**TEXTE DU DOCUMENT**
À la fin des années 1970, le port islamique de Djeddah a été construit sur des terres récupérées sur la mer, coupant cette dernière de la vieille ville. À cette époque, la population de la cité était passée à près d’un million d’habitants. Mais malgré l’expansion rapide de Djeddah, grâce au dévouement de nombreuses personnes et d’organisations déterminées à conserver le cœur historique de la cité que les habitants de Djeddah surnomment affectueusement «Al-Balad», la vieille ville a réussi à survivre. En 2014, elle est devenue le troisième site historique d’Arabie saoudite inscrit sur la liste du patrimoine mondial de l’Unesco, en raison de sa «valeur universelle exceptionnelle».
Djeddah est inextricablement liée au Hajj depuis 647, lorsqu’Uthman ibn Affan, un compagnon du Prophète et du troisième calife Rashidun, l’a désignée comme le port d’entrée des pèlerins se rendant dans les Villes saintes de La Mecque et de Médine.
Durant des centaines d’années, les pèlerins à destination de La Mecque sont arrivés à bord de navires qui mouillaient au large des eaux peu profondes du port de Djeddah, débarquant dans de petits boutres en bois, aussi appelés «sambouks». Ils venaient chercher un logement, de la nourriture et des marchandises dans les maisons et les souks bordant ses rues étroites et animées. Puis ils repartaient à pied ou à dos de chameau, et parcouraient les 70 kilomètres les séparant de la Ville sainte.
Le Bab Makkah originel, la porte orientale par laquelle des générations de musulmans sont passées au début de leur voyage spirituel d’une vie, n’existe plus. Mais comme s’ils étaient encore protégés par les murs depuis longtemps disparus, derrière lesquels ils se trouvaient autrefois, les rues, les souks et les bâtiments de la vieille ville conservent encore le souvenir d’un mode de vie disparu, tout en se faisant l’écho du dynamisme de la ville moderne qui les entoure.
Les archéologues urbains estiment que la disposition de la vieille ville, et peut-être même le style architectural des bâtiments de Djeddah, datent probablement du XVIe siècle, mais que les origines de Djeddah remontent à bien plus loin. Des découvertes archéologiques dans la région, y compris des inscriptions anciennes dans des oueds à l’est de Djeddah, suggèrent qu’elle pourrait avoir été occupée depuis la fin de l’âge de pierre, il y a plus de trois mille ans.
Jouant à la fois le rôle de centre commercial majeur et de porte d’entrée de La Mecque, Djeddah est devenue un creuset influencé par les coutumes, la nourriture, les compétences et les produits apportés par les commerçants et les pèlerins de toute l’Afrique et de l’Asie, dont beaucoup ont choisi de s’installer dans la ville.

Enregistrements stockés:

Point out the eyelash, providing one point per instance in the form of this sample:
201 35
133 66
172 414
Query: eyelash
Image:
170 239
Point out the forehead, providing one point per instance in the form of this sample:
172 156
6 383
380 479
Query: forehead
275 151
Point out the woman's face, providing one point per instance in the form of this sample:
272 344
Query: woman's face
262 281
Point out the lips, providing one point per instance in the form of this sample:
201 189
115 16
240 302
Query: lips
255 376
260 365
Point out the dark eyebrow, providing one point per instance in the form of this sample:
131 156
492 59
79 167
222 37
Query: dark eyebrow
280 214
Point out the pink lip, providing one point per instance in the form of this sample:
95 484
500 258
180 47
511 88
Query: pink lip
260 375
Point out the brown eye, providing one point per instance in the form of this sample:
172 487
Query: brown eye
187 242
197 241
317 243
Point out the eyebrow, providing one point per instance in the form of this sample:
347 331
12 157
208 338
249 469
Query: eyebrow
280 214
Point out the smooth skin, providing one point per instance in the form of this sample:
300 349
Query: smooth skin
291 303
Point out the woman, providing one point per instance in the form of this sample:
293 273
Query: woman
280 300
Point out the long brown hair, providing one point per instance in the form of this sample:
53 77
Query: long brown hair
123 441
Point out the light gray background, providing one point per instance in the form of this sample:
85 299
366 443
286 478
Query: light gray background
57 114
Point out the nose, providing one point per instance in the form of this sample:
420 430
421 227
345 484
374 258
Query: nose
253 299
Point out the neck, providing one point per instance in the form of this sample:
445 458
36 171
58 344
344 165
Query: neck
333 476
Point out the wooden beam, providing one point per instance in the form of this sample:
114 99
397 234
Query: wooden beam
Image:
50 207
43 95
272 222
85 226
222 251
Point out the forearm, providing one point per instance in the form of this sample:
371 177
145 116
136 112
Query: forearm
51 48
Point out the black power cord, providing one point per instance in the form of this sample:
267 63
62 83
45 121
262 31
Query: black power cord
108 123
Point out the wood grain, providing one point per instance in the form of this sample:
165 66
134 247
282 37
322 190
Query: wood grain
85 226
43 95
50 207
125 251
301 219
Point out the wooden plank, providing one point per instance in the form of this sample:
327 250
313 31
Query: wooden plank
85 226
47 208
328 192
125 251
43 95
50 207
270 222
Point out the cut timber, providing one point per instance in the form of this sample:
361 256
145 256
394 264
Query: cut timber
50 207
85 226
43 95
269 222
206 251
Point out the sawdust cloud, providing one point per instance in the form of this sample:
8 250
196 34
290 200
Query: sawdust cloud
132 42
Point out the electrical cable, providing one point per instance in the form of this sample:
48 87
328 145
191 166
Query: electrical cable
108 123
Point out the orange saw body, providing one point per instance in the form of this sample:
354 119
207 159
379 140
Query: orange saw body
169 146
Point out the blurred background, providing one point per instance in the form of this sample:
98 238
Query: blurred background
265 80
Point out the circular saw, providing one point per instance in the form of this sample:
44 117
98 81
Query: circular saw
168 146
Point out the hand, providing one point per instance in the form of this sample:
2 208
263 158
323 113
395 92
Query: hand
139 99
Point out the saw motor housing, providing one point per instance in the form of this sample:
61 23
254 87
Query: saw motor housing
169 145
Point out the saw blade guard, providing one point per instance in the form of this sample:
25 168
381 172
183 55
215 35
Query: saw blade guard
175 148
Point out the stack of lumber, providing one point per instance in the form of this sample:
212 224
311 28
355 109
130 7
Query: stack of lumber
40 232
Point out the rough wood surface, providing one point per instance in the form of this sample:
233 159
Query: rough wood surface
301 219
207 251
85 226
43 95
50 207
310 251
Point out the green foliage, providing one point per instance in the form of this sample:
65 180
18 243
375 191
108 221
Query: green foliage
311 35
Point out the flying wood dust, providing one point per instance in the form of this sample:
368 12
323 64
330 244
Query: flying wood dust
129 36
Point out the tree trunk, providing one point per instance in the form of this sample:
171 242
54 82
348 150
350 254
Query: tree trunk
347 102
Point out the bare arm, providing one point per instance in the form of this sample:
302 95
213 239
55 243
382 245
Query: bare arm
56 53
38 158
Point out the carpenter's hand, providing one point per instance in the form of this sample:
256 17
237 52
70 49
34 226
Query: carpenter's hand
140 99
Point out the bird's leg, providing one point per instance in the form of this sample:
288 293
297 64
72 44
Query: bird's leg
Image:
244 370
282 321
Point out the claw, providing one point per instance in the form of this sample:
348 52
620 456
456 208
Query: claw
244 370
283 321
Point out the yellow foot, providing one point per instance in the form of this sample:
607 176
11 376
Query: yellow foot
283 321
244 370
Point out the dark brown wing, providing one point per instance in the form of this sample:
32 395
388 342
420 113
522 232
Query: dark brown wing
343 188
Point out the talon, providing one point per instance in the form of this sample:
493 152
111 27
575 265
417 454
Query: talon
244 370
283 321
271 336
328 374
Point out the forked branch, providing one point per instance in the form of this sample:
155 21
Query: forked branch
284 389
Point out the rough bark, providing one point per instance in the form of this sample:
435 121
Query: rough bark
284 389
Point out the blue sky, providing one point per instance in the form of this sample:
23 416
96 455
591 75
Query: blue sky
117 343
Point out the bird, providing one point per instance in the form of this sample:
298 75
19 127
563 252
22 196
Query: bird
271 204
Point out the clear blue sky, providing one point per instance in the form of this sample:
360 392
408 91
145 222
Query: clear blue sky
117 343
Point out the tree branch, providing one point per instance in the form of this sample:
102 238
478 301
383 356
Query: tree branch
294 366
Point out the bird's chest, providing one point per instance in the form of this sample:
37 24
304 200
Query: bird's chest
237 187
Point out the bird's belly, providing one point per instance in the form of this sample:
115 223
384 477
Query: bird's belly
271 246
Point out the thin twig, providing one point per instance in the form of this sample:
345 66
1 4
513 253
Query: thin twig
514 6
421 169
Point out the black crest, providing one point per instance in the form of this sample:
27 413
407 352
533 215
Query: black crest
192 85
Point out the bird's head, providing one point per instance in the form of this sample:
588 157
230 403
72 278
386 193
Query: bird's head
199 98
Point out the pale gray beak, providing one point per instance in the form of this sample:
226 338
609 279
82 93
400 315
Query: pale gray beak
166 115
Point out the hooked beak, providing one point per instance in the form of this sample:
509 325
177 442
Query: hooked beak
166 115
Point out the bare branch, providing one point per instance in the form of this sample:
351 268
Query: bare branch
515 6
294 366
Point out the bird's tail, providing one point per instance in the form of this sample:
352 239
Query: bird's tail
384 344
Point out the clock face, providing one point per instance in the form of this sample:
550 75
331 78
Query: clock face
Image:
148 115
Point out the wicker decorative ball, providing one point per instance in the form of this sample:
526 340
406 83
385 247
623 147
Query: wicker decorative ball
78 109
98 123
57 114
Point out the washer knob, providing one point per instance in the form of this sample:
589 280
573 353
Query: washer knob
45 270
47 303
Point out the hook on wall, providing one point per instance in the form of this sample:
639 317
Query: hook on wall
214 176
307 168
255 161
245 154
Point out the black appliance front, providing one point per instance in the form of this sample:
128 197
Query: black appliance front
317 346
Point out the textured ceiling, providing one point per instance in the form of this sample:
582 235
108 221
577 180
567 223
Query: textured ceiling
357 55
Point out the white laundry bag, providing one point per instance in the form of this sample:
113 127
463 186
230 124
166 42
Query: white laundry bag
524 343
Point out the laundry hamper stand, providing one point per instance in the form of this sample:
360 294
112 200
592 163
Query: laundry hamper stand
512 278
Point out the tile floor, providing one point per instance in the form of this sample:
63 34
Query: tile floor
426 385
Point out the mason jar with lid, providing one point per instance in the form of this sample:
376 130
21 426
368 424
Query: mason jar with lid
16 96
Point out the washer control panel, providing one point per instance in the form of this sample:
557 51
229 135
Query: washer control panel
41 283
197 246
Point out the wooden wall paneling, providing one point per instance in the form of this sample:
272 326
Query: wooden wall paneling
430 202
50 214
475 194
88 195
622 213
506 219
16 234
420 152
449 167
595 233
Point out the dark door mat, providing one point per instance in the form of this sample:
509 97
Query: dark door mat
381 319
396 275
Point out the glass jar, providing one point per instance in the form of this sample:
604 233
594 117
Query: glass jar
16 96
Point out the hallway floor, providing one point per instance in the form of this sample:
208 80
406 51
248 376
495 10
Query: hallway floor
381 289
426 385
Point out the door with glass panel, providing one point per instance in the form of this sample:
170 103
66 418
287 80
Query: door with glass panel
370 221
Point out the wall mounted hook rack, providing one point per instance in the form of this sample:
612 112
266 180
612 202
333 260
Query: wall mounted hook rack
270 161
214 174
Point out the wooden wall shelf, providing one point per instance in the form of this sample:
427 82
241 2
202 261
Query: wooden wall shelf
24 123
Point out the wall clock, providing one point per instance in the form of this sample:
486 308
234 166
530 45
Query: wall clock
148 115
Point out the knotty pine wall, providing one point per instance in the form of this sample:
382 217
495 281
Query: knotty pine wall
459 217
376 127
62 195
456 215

**OBJECTIF 1**
D'après le texte sur la vieille ville de Djeddah, en quelle année celle-ci a-t-elle été inscrite sur la liste du patrimoine mondial de l'Unesco ?
**OBJECTIF 2**
Recopiez mot pour mot le passage du texte sur la vieille ville de Djeddah qui commence à « Djeddah est inextricablement » et se termine à « et de Médine. ».

**RÉPONSE COMPLÈTE 1**
En 2014.

**RÉPONSE COMPLÈTE 2**
Djeddah est inextricablement liée au Hajj depuis 647, lorsqu’Uthman ibn Affan, un compagnon du Prophète et du troisième calife Rashidun, l’a désignée comme le port d’entrée des pèlerins se rendant dans les Villes saintes de La Mecque et de Médine.